This is not quite the Sieve of Eratosthenes. The true sieve touches only the multiples of each prime, so it has complexity \$n \log \log n\$. Filtering copies the whole list repeatedly, which is equivalent to a different algorithm, trial division, with different complexity (probably \$n^2 / (\log n)^2\$). That's a dramatic difference, which led Melissa O'Neill to write a slightly famous academic rant about this.

But that's not a problem for an educational program. The rest of this review is about your implementation.

Recursing on each prime has depth \$\pi(n) \approx n / \log n\$, which will overflow the stack for any large \$n\$. Can you do it iteratively instead?

Names

iterable is a misleading name: the function uses len(iterable), but iterables don't necessarily support len. So it doesn't work on all iterables.

iterable is also an uninformative name: it doesn't say what the argument means. It isn't just any iterable, it's a list of candidate primes, so it could be called candidates.

- _Dataset content_
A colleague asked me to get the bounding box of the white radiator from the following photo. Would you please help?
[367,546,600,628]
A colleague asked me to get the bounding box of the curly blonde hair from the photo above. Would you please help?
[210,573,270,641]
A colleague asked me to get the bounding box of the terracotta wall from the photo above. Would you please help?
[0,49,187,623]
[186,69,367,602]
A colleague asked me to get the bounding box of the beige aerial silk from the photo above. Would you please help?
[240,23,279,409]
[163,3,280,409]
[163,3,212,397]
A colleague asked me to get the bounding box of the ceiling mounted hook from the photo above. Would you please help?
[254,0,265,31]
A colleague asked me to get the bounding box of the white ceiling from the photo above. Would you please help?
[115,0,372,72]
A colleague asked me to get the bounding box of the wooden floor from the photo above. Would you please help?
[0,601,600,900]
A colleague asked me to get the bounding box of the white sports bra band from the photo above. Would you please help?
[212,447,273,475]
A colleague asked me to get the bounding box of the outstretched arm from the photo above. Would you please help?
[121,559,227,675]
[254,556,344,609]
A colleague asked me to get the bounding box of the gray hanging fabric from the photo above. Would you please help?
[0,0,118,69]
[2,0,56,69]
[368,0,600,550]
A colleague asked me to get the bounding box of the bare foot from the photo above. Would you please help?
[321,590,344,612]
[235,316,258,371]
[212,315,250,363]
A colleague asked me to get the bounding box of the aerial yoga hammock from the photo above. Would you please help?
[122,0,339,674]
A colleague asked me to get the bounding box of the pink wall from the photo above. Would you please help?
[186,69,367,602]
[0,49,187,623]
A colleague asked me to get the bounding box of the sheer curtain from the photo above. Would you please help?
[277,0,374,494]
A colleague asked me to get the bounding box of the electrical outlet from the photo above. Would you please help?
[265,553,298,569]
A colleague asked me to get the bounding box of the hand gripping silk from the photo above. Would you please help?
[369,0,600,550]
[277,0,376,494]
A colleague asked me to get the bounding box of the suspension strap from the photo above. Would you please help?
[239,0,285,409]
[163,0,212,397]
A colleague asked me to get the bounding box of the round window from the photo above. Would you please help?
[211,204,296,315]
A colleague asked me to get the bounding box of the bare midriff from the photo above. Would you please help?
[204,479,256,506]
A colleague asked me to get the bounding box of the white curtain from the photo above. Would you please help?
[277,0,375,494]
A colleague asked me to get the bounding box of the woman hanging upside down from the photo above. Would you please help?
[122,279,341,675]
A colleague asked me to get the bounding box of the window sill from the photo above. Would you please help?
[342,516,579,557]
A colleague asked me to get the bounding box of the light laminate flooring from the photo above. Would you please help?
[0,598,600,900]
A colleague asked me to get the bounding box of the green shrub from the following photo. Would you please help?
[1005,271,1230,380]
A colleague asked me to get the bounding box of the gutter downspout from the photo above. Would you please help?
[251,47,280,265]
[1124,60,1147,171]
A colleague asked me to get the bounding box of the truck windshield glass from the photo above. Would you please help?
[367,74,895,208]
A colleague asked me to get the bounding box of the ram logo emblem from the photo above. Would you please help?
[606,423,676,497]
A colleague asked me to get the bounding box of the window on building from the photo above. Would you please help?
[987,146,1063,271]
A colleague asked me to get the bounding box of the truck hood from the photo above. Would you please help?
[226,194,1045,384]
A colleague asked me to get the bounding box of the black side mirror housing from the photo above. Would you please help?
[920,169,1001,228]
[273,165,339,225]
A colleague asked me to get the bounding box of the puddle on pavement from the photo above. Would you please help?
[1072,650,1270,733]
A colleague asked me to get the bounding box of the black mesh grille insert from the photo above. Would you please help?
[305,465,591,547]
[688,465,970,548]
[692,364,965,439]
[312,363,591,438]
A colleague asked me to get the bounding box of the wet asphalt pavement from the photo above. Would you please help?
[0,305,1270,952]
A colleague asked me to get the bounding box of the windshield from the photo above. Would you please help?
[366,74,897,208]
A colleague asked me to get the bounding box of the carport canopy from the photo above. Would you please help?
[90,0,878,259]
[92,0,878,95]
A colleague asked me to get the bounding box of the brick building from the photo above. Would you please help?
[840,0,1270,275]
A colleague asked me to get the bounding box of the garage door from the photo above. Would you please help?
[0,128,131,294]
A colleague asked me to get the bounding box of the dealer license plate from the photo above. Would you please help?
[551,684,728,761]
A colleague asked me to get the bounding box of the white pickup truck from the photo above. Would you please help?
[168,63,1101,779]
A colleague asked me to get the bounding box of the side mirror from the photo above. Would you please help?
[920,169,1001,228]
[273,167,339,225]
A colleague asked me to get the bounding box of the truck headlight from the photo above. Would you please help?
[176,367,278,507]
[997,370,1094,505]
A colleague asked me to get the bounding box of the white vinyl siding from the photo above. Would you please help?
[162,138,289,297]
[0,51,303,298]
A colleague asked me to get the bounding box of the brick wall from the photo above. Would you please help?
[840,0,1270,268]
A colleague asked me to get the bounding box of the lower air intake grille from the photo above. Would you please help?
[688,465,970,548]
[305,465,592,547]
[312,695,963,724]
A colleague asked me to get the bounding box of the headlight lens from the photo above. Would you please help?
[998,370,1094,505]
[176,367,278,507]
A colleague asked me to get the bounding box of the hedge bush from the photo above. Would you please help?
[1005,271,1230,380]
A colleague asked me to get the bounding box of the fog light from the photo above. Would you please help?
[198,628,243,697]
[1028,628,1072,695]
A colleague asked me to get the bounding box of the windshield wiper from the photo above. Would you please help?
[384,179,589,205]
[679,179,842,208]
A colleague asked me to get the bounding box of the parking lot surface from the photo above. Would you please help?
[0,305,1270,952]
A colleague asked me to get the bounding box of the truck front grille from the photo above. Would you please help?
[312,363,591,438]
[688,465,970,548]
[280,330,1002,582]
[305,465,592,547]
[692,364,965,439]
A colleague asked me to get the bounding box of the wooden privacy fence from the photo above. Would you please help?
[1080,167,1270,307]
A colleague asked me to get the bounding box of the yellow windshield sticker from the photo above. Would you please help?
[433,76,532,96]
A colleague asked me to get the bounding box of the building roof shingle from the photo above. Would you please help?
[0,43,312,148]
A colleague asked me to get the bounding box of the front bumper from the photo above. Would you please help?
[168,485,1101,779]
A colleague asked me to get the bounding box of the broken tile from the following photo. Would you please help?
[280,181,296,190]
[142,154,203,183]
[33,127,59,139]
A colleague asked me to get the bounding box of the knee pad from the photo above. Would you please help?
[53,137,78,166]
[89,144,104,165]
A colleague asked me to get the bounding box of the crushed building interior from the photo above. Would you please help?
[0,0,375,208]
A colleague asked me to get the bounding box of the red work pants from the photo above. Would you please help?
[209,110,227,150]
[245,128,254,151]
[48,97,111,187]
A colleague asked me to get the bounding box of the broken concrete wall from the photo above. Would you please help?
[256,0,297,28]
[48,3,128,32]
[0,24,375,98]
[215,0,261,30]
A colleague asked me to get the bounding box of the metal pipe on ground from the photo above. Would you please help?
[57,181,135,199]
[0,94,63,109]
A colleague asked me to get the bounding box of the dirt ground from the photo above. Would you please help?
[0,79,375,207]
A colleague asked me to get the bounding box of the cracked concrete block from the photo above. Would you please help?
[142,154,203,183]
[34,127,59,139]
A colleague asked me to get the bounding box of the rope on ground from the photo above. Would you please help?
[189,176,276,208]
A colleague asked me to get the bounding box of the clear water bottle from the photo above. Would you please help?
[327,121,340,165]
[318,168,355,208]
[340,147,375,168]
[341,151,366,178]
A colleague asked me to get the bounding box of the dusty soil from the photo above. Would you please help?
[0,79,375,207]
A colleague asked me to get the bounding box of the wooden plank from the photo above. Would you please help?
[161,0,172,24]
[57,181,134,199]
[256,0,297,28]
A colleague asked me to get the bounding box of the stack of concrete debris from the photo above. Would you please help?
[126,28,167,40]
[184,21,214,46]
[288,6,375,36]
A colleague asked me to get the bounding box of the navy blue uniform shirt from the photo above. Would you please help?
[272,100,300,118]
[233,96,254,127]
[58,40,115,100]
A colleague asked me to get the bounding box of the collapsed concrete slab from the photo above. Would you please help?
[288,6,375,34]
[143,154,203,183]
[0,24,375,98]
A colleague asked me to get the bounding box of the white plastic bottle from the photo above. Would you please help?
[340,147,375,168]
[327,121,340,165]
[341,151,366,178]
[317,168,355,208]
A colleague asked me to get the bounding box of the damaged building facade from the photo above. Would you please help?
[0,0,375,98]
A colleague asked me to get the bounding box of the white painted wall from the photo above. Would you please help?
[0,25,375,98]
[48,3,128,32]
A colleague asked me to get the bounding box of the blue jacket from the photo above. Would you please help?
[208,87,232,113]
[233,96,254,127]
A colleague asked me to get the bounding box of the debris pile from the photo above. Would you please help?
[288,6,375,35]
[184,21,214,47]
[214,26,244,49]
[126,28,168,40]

- _Tasks and exercises_
A – According to the sieve code review, why is `iterable` a misleading name for the function's argument?
B – Can you continue the sieve code review from where it stops?
The entries come from a separate source unrelated to the sieve code review.

- _Outputs_
A – The function calls `len(iterable)`, but iterables don't necessarily support `len`. So the function doesn't work on all iterables, which makes the name misleading.

B –
Similarly, container isn't just any container, it's a list of primes, so it should be called primes. Also, sieve modifies it, which is unusual enough that it requires a comment, and it could even appear in the name: it could be called output_primes.

Interface

Modifying an argument is confusing and error-prone. Why not build a list and return it?

Why does the caller need to provide a list of candidates? Wouldn't it be simpler to just pass n and have sieve take care of building the candidates?

If the recursive function needs a different interface from the caller, you can use one function to do the recursion, and wrap it with another that presents a clean interface to the caller.

Innards

Repetition: container.append(iterable[0]) appears in both branches of the if. It could be moved before the if.

The program checks len(iterable) != 1, so what happens if len(iterable) == 0? Oops: it tries to use iterable[0] and crashes. It's generally safest to check for 0, not 1. This would also get rid of the repetition.

Optimization

Improving the algorithm will help a lot more than micro-optimizing. If you switch to the true Sieve of Eratosthenes and it still isn't fast enough, there are algorithmic improvements like the Sieve of Sundaram.

Before optimizing, measure performance! Optimization is hard and it's easy to get it wrong, so let measurements guide you.

Other

This function should have a docstring saying what it does: "Prime number sieve: Given a list of candidates, append the primes to output_primes."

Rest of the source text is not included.